(AVAILABLE DATA Opens)

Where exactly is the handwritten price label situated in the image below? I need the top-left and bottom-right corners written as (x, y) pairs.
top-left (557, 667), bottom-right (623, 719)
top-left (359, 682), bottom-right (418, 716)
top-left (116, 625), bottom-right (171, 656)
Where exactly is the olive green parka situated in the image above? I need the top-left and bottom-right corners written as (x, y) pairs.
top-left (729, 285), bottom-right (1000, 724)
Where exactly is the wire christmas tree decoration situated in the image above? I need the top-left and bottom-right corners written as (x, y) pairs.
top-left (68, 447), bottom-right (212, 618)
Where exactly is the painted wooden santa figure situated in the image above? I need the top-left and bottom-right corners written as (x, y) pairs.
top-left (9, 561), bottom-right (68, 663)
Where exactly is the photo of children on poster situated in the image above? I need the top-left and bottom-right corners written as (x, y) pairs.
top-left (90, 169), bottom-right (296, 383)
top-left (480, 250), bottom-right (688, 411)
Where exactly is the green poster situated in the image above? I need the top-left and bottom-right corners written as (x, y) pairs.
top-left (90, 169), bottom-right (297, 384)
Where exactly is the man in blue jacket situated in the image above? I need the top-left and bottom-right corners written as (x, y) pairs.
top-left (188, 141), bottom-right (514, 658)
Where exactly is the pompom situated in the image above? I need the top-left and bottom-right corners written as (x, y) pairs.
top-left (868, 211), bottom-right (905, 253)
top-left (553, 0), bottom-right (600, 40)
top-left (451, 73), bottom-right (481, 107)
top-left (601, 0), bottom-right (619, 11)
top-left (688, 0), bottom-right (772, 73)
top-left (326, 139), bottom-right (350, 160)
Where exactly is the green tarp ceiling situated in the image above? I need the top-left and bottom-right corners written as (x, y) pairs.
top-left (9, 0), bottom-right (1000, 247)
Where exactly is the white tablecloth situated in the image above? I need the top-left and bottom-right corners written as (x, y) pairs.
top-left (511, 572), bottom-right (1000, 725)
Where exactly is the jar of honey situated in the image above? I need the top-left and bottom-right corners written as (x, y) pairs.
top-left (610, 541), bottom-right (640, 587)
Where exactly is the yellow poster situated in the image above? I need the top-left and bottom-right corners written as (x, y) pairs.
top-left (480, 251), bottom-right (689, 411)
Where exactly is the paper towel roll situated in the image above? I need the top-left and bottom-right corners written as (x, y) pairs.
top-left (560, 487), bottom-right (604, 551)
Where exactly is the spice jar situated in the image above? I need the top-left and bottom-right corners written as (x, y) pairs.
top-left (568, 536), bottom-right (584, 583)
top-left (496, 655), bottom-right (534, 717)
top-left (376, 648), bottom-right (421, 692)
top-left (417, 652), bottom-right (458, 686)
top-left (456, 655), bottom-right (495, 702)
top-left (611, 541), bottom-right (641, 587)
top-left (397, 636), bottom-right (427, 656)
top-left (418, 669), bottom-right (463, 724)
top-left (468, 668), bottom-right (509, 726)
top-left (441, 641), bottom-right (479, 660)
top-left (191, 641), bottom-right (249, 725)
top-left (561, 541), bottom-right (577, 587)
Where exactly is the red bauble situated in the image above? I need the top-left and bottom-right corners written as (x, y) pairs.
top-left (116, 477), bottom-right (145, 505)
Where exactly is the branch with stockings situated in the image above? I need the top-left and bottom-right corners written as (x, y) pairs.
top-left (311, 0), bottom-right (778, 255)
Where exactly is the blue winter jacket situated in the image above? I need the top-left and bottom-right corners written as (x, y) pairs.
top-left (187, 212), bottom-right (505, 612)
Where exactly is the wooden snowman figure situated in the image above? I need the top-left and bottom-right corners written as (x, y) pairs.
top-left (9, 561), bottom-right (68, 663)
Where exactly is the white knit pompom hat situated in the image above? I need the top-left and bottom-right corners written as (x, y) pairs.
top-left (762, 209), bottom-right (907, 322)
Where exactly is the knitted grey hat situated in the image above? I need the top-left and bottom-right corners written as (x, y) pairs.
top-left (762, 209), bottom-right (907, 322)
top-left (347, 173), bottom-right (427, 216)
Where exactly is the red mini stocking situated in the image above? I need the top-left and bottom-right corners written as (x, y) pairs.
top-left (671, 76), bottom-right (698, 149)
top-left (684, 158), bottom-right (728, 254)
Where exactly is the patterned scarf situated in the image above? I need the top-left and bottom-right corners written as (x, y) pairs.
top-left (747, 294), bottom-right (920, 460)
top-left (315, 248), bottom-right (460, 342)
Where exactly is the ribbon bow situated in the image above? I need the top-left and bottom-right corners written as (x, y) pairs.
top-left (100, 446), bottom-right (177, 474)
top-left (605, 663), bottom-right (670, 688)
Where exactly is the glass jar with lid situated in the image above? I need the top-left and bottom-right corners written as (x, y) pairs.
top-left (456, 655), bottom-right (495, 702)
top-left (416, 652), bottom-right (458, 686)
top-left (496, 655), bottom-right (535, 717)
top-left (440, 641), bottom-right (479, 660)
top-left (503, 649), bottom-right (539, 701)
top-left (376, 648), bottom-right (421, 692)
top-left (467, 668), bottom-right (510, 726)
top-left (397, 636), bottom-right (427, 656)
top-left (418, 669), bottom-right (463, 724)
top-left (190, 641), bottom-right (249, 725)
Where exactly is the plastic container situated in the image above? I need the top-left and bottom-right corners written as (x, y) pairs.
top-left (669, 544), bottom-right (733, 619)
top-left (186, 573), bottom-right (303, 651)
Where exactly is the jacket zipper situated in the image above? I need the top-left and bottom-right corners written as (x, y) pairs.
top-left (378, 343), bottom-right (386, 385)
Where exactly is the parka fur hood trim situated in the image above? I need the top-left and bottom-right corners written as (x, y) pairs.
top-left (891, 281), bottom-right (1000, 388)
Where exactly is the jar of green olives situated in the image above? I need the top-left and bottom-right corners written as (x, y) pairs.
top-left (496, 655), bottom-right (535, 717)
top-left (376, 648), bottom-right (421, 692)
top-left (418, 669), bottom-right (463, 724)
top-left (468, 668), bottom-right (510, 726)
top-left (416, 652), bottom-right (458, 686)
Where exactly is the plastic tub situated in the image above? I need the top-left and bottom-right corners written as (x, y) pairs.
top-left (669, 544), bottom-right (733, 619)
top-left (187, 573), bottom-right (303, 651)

(AVAILABLE DATA Closes)

- WHAT IS NEEDED
Write out the entries above once more, without altering anything.

- EXERCISE SOLUTION
Where exactly is the handwritten price label situated in the image below? I need the top-left and bottom-right corners written as (x, y) pairs.
top-left (557, 667), bottom-right (623, 719)
top-left (359, 682), bottom-right (418, 716)
top-left (116, 625), bottom-right (171, 656)
Where exactly is the olive green parka situated in the image above? I need the top-left and bottom-right corners written as (x, y) pairs.
top-left (729, 285), bottom-right (1000, 724)
Where exactly is the wire christmas tree decoration situated in the image above? I need the top-left and bottom-right corners written as (x, y) pairs.
top-left (68, 447), bottom-right (212, 618)
Where exactly is the painted wooden santa figure situated in the image above? I need the top-left and bottom-right corners written as (x, y) pairs.
top-left (9, 561), bottom-right (68, 663)
Where exactly is the photo of children on poster situated in the image above? I need the top-left and bottom-right corners written as (x, y) pairs.
top-left (90, 169), bottom-right (296, 383)
top-left (480, 250), bottom-right (688, 411)
Where exactly is the green poster situated in the image above? I need the top-left and bottom-right corners written as (x, y) pairs.
top-left (90, 169), bottom-right (297, 384)
Where exactly is the man in blue jacket situated in the image above? I need the top-left and bottom-right corners written as (x, y) pairs.
top-left (188, 141), bottom-right (514, 658)
Where exactly is the pompom situated in the image above? I need the top-left and bottom-right corners written as (x, y) pairs.
top-left (868, 211), bottom-right (905, 253)
top-left (553, 0), bottom-right (600, 40)
top-left (451, 73), bottom-right (481, 107)
top-left (601, 0), bottom-right (619, 11)
top-left (688, 0), bottom-right (772, 73)
top-left (326, 139), bottom-right (350, 160)
Where exactly is the green tarp ceiling situated in the image above? I need the top-left and bottom-right corners written as (x, y) pairs.
top-left (9, 0), bottom-right (1000, 247)
Where exactly is the white tablecloth situated in the image above? I need the top-left and bottom-right corners written as (x, y) pairs.
top-left (511, 572), bottom-right (1000, 725)
Where exactly is the jar of honey situated in the image above? I need the top-left and bottom-right corners written as (x, y) pairs.
top-left (610, 541), bottom-right (640, 587)
Where exactly is the yellow poster situated in the image above? I need the top-left and bottom-right corners written as (x, y) pairs.
top-left (480, 251), bottom-right (689, 411)
Where exactly is the paper towel roll situated in the image above? I need the top-left and bottom-right corners written as (x, y) pairs.
top-left (560, 487), bottom-right (604, 551)
Where exactly is the spice jar situated in the image above? I need the top-left and bottom-right corners written as (x, y) pairs.
top-left (568, 536), bottom-right (584, 583)
top-left (496, 655), bottom-right (534, 717)
top-left (376, 648), bottom-right (421, 692)
top-left (417, 652), bottom-right (458, 686)
top-left (456, 655), bottom-right (495, 702)
top-left (611, 541), bottom-right (641, 587)
top-left (397, 636), bottom-right (427, 656)
top-left (418, 669), bottom-right (463, 724)
top-left (468, 668), bottom-right (509, 726)
top-left (441, 641), bottom-right (479, 660)
top-left (191, 641), bottom-right (249, 725)
top-left (561, 541), bottom-right (577, 587)
Where exactly is the red bauble situated in the image above? I need the top-left and bottom-right corners written as (x, y) pairs.
top-left (116, 477), bottom-right (145, 505)
Where exactly is the branch with stockings situated in the image above? I need the top-left and bottom-right corners written as (x, y) pairs.
top-left (311, 0), bottom-right (778, 255)
Where exactly is the blue winter jacket situated in the image above? I need the top-left and bottom-right corners written as (x, y) pairs.
top-left (187, 212), bottom-right (505, 612)
Where exactly is the wooden snowman figure situated in the image above? I need the top-left and bottom-right corners written as (x, y) pairs.
top-left (9, 561), bottom-right (68, 663)
Where exactly is the white knit pompom hat situated in the image above? I need the top-left and bottom-right corners written as (x, y) pairs.
top-left (762, 209), bottom-right (907, 322)
Where exactly is the knitted grey hat situated in the image above? I need the top-left and bottom-right corners written as (x, y) pairs.
top-left (762, 209), bottom-right (907, 322)
top-left (347, 173), bottom-right (427, 216)
Where exactly is the red mini stocking situated in the image above? I need the top-left and bottom-right corners written as (x, y) pairs.
top-left (671, 76), bottom-right (698, 149)
top-left (684, 158), bottom-right (728, 254)
Where exactly is the patterned scarf situated in the image above? I need the top-left and bottom-right corners written as (x, y) pairs.
top-left (747, 294), bottom-right (920, 460)
top-left (315, 248), bottom-right (460, 342)
Where exactly is the ribbon bow situated in the image above? I need the top-left and bottom-right corners written as (x, y) pairs.
top-left (100, 446), bottom-right (177, 474)
top-left (605, 663), bottom-right (670, 688)
Where exactly is the glass jar with lid situated in the image above? I need the top-left and bottom-right corners written as (x, y) pairs.
top-left (456, 655), bottom-right (495, 702)
top-left (416, 652), bottom-right (458, 686)
top-left (496, 655), bottom-right (535, 717)
top-left (440, 641), bottom-right (479, 660)
top-left (503, 649), bottom-right (539, 701)
top-left (376, 648), bottom-right (421, 692)
top-left (467, 668), bottom-right (510, 726)
top-left (397, 636), bottom-right (427, 656)
top-left (418, 669), bottom-right (463, 724)
top-left (190, 641), bottom-right (249, 725)
Where exactly is the plastic container situated in the image above? I need the top-left and bottom-right corners written as (x, y) pairs.
top-left (669, 544), bottom-right (733, 619)
top-left (186, 573), bottom-right (303, 651)
Where exactly is the jacket zipper situated in the image above? I need the top-left and bottom-right corners written as (x, y) pairs.
top-left (378, 343), bottom-right (386, 385)
Where exactly is the parka fur hood trim situated in the image above? I need the top-left and bottom-right corners written as (x, y) pairs.
top-left (891, 281), bottom-right (1000, 388)
Where exactly is the jar of green olives situated in the image above? I need the top-left and bottom-right corners written as (x, y) pairs.
top-left (496, 655), bottom-right (535, 717)
top-left (376, 648), bottom-right (421, 692)
top-left (418, 669), bottom-right (463, 724)
top-left (468, 668), bottom-right (510, 726)
top-left (416, 652), bottom-right (458, 686)
Where exactly is the plastic tub situated in the image above? I need the top-left and bottom-right corners written as (x, y) pairs.
top-left (669, 544), bottom-right (733, 619)
top-left (187, 573), bottom-right (303, 651)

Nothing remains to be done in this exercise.